■ **Fragmento de origen**
---

“En Medio Oriente no solo se disputan territorios, se libra la batalla por el relato que gobierna al mundo.”
No hay frontera más difusa que aquella donde termina una guerra y comienza otra. En Medio Oriente, los mapas se redibujan con fuego, y los discursos que se pronuncian en las cancillerías del mundo apenas logran ocultar el verdadero campo de batalla: la lucha por la hegemonía, el control narrativo y la arquitectura del poder regional.
Hoy, lo que arde no es solo la tierra entre Irán e Israel. Arde el concepto mismo de equilibrio, ese delgado hilo que durante años sostuvo la ficción de que la diplomacia podría ser suficiente para contener el choque de dos proyectos irreconciliables: un Israel con poderío nuclear, respaldado sin pudor por Estados Unidos, y un Irán que resiste desde la orilla opuesta, decidido a no doblegarse ante el orden que otros diseñaron para su región.
La percepción general es clara: estamos ante una escalada sin precedentes. Lo que antes eran amenazas indirectas, ataques selectivos y operaciones encubiertas, ha dado paso a un conflicto directo, con misiles volando en ambas direcciones, con daños reales en ciudades, centrales nucleares, aeropuertos y, lo más grave, con víctimas civiles atrapadas en medio de un ajedrez que no eligieron jugar.
Pero este no es solo un enfrentamiento entre dos países. Es una pugna estratégica entre visiones del mundo, alimentada por una narrativa que se ha ido construyendo cuidadosamente desde hace décadas. La narrativa de Occidente, dirigida por Estados Unidos, presenta a Israel como el bastión democrático frente al extremismo islámico, mientras retrata a Irán como una amenaza latente, un actor “irracional” que no puede tener acceso a la energía nuclear, aunque su enemigo sí la posea. Esta construcción narrativa no es inocente. Es parte de un dispositivo hegemónico diseñado para justificar la intervención, legitimar la violencia preventiva y mantener el statu quo geopolítico que garantiza la supremacía estadounidense en la región.
Y es que la hegemonía, como bien lo explicó Antonio Gramsci, no se sostiene solo con tanques y tratados. Se cimenta en el relato que naturaliza quién manda, por qué manda, y quién debe obedecer. Es en ese terreno simbólico donde Estados Unidos ha ejercido con maestría su dominio: no solo impone sanciones, también impone significados. No solo lanza bombas, también lanza ideas que justifican esas bombas.
Lo que está en juego en Medio Oriente es, por tanto, algo más profundo que un territorio o un oleoducto. Es la narrativa misma del orden internacional. El intento de Irán por mantener su soberanía energética y militar choca con la obsesión estadounidense por controlar la arquitectura de seguridad global. La alianza entre Washington y Tel Aviv no es circunstancial, sino estructural: forma parte de un diseño estratégico donde Israel actúa como gendarme regional, respaldado por una legitimidad discursiva que lo absuelve incluso cuando transgrede el derecho internacional.
El reciente bombardeo estadounidense sobre instalaciones nucleares iraníes es un punto de quiebre. No solo dinamita cualquier posibilidad de negociación seria en el corto plazo, también revela la determinación de mantener el dominio por la fuerza. La diplomacia, en este tablero, es apenas una pausa para recargar misiles. Y esa pausa, al parecer, se agotó.

---

■ **Material**
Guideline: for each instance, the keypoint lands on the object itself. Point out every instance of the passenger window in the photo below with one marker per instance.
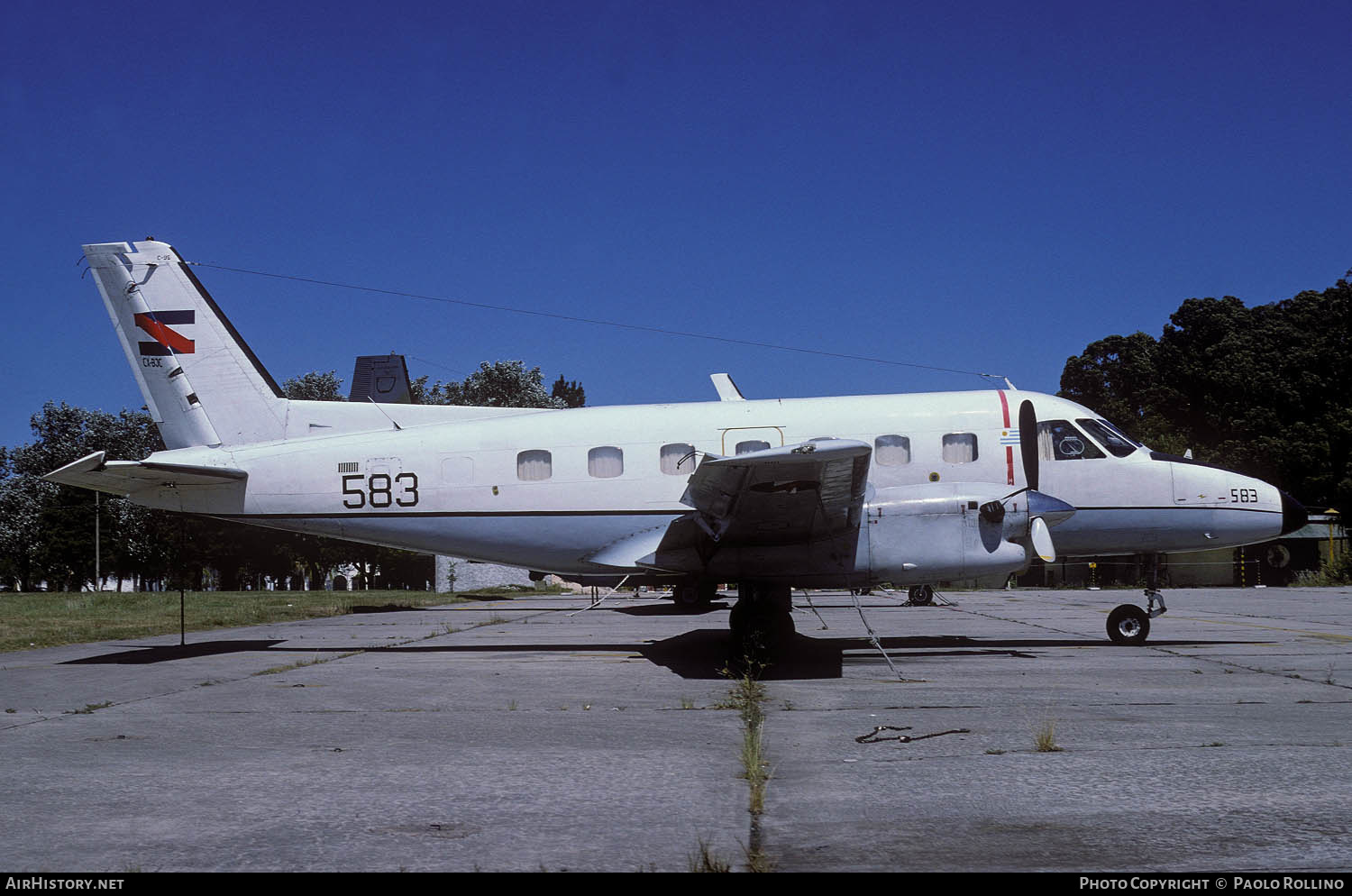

---

■ **Problema**
Reescribe la parte del fragmento sobre Medio Oriente que comienza con las palabras que contienen "Lo que está" y termina con "el derecho internacional.", cambiando "gendarme regional" por "guardián regional".

■ **La respuesta**
Lo que está en juego en Medio Oriente es, por tanto, algo más profundo que un territorio o un oleoducto. Es la narrativa misma del orden internacional. El intento de Irán por mantener su soberanía energética y militar choca con la obsesión estadounidense por controlar la arquitectura de seguridad global. La alianza entre Washington y Tel Aviv no es circunstancial, sino estructural: forma parte de un diseño estratégico donde Israel actúa como guardián regional, respaldado por una legitimidad discursiva que lo absuelve incluso cuando transgrede el derecho internacional.